Prompt: Drop the images; return everything else in the listing below exactly.

— Begin Task data —

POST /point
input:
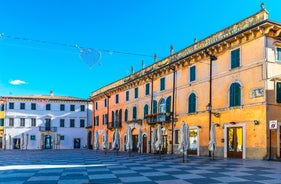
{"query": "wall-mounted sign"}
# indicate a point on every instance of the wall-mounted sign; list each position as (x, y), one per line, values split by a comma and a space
(273, 124)
(257, 92)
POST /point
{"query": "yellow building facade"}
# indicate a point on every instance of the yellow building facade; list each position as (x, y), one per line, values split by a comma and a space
(2, 116)
(231, 78)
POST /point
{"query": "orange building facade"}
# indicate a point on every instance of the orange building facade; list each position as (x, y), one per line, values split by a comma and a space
(231, 78)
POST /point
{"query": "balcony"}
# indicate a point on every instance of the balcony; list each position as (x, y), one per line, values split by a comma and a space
(47, 129)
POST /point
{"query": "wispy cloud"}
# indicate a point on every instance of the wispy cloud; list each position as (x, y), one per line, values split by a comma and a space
(17, 82)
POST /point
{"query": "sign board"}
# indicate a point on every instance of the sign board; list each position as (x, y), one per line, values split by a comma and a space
(273, 124)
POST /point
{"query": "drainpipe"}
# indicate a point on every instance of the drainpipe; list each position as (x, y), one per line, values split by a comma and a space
(151, 109)
(173, 108)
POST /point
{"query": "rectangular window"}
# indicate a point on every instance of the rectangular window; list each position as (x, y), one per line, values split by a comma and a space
(97, 106)
(2, 107)
(62, 107)
(11, 122)
(62, 137)
(2, 122)
(33, 106)
(136, 92)
(278, 54)
(127, 95)
(235, 58)
(96, 121)
(72, 123)
(147, 89)
(48, 107)
(22, 106)
(192, 73)
(82, 123)
(72, 107)
(82, 108)
(33, 122)
(278, 92)
(32, 137)
(62, 122)
(162, 84)
(177, 136)
(22, 122)
(11, 105)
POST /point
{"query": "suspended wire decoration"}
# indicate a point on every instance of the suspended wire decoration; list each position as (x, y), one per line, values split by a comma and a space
(90, 56)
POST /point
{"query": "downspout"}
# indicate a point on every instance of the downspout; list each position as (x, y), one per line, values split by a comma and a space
(151, 109)
(173, 108)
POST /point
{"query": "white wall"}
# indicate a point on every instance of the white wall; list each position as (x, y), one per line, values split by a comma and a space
(55, 114)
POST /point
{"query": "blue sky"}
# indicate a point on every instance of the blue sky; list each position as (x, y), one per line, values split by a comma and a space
(31, 66)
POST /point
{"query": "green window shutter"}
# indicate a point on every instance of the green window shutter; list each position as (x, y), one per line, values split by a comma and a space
(134, 112)
(278, 92)
(127, 95)
(278, 54)
(162, 84)
(126, 115)
(147, 86)
(2, 122)
(235, 95)
(136, 92)
(192, 73)
(145, 110)
(192, 103)
(235, 58)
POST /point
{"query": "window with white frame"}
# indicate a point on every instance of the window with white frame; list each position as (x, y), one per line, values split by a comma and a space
(192, 73)
(278, 54)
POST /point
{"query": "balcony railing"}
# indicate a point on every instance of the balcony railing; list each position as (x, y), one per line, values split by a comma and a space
(158, 117)
(44, 129)
(138, 121)
(112, 125)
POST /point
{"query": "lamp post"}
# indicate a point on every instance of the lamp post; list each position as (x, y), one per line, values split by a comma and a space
(209, 107)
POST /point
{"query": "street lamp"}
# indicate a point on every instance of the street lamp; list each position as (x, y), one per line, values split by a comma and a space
(209, 106)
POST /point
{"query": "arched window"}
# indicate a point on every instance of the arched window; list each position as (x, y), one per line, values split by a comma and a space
(145, 111)
(135, 112)
(235, 95)
(126, 115)
(192, 103)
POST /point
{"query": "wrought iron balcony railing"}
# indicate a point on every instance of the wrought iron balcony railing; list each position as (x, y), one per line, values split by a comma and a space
(44, 129)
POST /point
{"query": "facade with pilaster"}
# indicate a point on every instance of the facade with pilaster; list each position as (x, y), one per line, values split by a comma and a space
(45, 122)
(231, 78)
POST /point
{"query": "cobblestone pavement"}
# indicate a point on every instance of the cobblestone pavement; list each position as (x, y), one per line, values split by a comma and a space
(89, 166)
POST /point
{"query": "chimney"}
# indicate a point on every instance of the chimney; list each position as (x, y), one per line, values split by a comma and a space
(51, 93)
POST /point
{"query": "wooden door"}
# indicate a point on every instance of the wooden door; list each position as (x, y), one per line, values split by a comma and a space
(234, 142)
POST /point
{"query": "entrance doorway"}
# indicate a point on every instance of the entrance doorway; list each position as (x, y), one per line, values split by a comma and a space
(234, 142)
(135, 143)
(16, 144)
(164, 144)
(144, 144)
(77, 143)
(48, 142)
(90, 146)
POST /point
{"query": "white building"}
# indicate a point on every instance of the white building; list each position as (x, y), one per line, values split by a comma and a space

— End Task data —

Exercise answer:
POST /point
input:
{"query": "wall-mounted sign"}
# indicate a point on every instance of the wall-mounted sign; list each position as (x, y), one per line, values split by a comma and a space
(273, 124)
(257, 92)
POST /point
{"query": "yellow building facade"}
# indicate a point on every instance of the yellow building facade; list each position as (x, y), one per line, values split by a comma and a space
(2, 116)
(231, 78)
POST /point
{"query": "orange building facade"}
# indicate a point on every instance of the orange building facade; list each position as (x, y), one per line, values split by a comma and a space
(231, 78)
POST /point
{"query": "balcony"}
# indicate a point on every instance of the balcony; list each position as (x, y), one per line, values split by a comma and a space
(47, 129)
POST /point
{"query": "wispy cloud"}
# indicate a point on every instance of the wispy cloud; list each position as (x, y), one per line, values split by a comma and a space
(17, 82)
POST /point
{"query": "sign board"}
# indicate a point on every instance of the sign board; list each position as (x, y), one per line, values split by a comma and a space
(273, 124)
POST /point
{"query": "drainpipe"}
# indicate a point on every instance of the drainpipe; list each position as (x, y), one per line, values split by a comma and a space
(151, 109)
(173, 108)
POST /point
{"query": "rectangular window"}
# indicate a point on every instance of the rectangular window; list each position as (x, y), one per line, values split by a comma and a space
(97, 106)
(2, 107)
(62, 107)
(11, 122)
(62, 137)
(2, 122)
(33, 106)
(136, 92)
(278, 54)
(127, 95)
(235, 58)
(96, 121)
(72, 123)
(147, 89)
(48, 107)
(22, 106)
(192, 73)
(82, 123)
(72, 107)
(82, 108)
(33, 122)
(278, 92)
(32, 137)
(62, 122)
(162, 84)
(177, 136)
(22, 122)
(11, 105)
POST /point
{"query": "suspended wire decoration"}
# indicate a point on every instance of the suspended wire decoration; list each position as (x, y), one per line, values split by a comma and a space
(90, 56)
POST /point
{"query": "downspout"}
# indicate a point on every instance of the downspout; list each position as (x, y), one per line, values split by a comma and a space
(151, 109)
(173, 108)
POST /point
{"query": "white wall"}
# indicate a point on every instance of the white wall; list each position as (x, y), one per line, values split by a comma and a space
(55, 114)
POST /point
{"query": "blue sky"}
# indicate a point on every instance of the blue sky; list each position as (x, y), one per line, values split by a comma and a space
(31, 66)
POST /point
{"query": "green window shutter"}
# indicate a point on every instance of the green window shutter; list each position as (x, y), one per line, values split by a comma and a space
(134, 112)
(278, 92)
(127, 95)
(278, 54)
(162, 84)
(126, 115)
(147, 86)
(2, 122)
(235, 95)
(136, 92)
(192, 73)
(145, 110)
(192, 103)
(235, 58)
POST /point
{"query": "window with white frame"}
# indicate a point on every instance of the window with white frame; list each position as (x, y), one per line, values split by a comma and a space
(192, 73)
(278, 54)
POST /point
{"query": "balcony railing"}
# indicate a point on every instance of the balcony railing; list each position as (x, y), one per line, values split by a comma and a space
(158, 117)
(44, 129)
(138, 121)
(112, 125)
POST /point
{"query": "lamp post"}
# indicate a point on every instance of the lamp post; list each position as (x, y), one per line, values split by a comma and a space
(209, 107)
POST /point
{"query": "street lamp"}
# indicate a point on every instance of the street lamp; list each position as (x, y), one per line, values split by a comma and a space
(209, 106)
POST /point
{"query": "arched window"}
# indicate a point on every instance of the arched window; list each position as (x, y), one per line, values split by a comma and a space
(145, 111)
(135, 112)
(235, 95)
(126, 115)
(192, 103)
POST /point
{"query": "wrought iron balcony railing"}
# indicate a point on every instance of the wrought iron balcony railing; list each position as (x, y), one per line, values split by a comma and a space
(44, 129)
POST /point
{"query": "facade with pilaster"}
# indicate a point on every instance of the facade with pilaster; list each position as (x, y), one per line, values split by a comma and a space
(45, 122)
(231, 78)
POST /point
{"query": "cobblestone pavement"}
# indicate a point on every instance of the cobblestone pavement; list each position as (x, y), one per line, values split by a comma and a space
(89, 166)
POST /point
{"query": "chimney"}
# indicate a point on every instance of the chimney; list each position as (x, y), one per line, values split by a comma and a space
(51, 93)
POST /point
{"query": "wooden door"}
# indicate a point on every instance of the wooden door; list each position as (x, y), one per line, values split by a comma and a space
(234, 142)
POST /point
{"query": "entrance doorway"}
# indicate a point on every instance of the entrance doorway; list each position as (x, y), one per line, values split by a comma and a space
(234, 142)
(135, 143)
(16, 144)
(164, 144)
(144, 144)
(77, 143)
(48, 142)
(90, 146)
POST /point
{"query": "white building"}
# indicate a point on every instance of the white building; list each position as (x, y), one per line, values split by a comma and a space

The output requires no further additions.